(EXERCISE PROMPT): Only the lines from the one containing "Shape | the position of each instance looks like (590,466)" through the one containing "Wanted | a point on the ceiling air" should be printed, exactly as they appear below, with both ends included.

________________________________________

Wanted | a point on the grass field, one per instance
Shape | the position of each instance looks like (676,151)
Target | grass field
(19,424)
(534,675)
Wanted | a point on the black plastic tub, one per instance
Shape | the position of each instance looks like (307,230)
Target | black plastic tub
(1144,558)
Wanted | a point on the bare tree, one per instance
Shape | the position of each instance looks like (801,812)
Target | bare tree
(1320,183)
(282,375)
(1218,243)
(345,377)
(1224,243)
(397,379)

________________________________________

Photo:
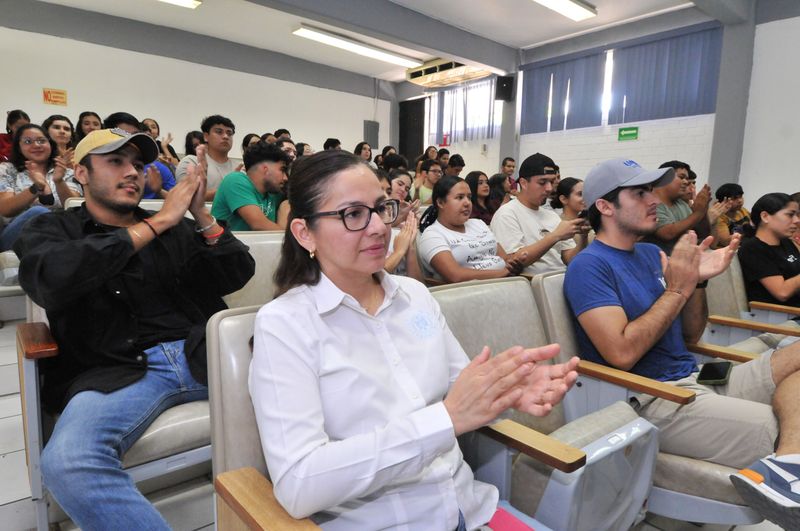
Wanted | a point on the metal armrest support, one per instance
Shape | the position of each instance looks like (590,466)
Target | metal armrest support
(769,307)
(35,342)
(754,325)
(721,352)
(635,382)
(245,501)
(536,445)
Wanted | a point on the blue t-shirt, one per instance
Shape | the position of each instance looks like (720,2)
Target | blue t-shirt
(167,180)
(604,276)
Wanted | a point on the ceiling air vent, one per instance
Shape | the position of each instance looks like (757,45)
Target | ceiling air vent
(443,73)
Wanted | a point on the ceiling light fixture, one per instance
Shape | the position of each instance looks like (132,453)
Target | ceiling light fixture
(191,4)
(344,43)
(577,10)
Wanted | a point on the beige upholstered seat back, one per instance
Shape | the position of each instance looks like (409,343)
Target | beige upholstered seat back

________________________________________

(ANSWER AREA):
Shape | the position of each instance looks like (590,466)
Target | metal armrest support
(769,307)
(35,342)
(754,325)
(721,352)
(635,382)
(245,501)
(536,445)
Wanted | a point on the blue t-shirt, one per instance
Shape | the position of each instance looks like (720,2)
Target | blue t-shirt
(167,180)
(604,276)
Wanted | a point on the ceiling air vent, one per instance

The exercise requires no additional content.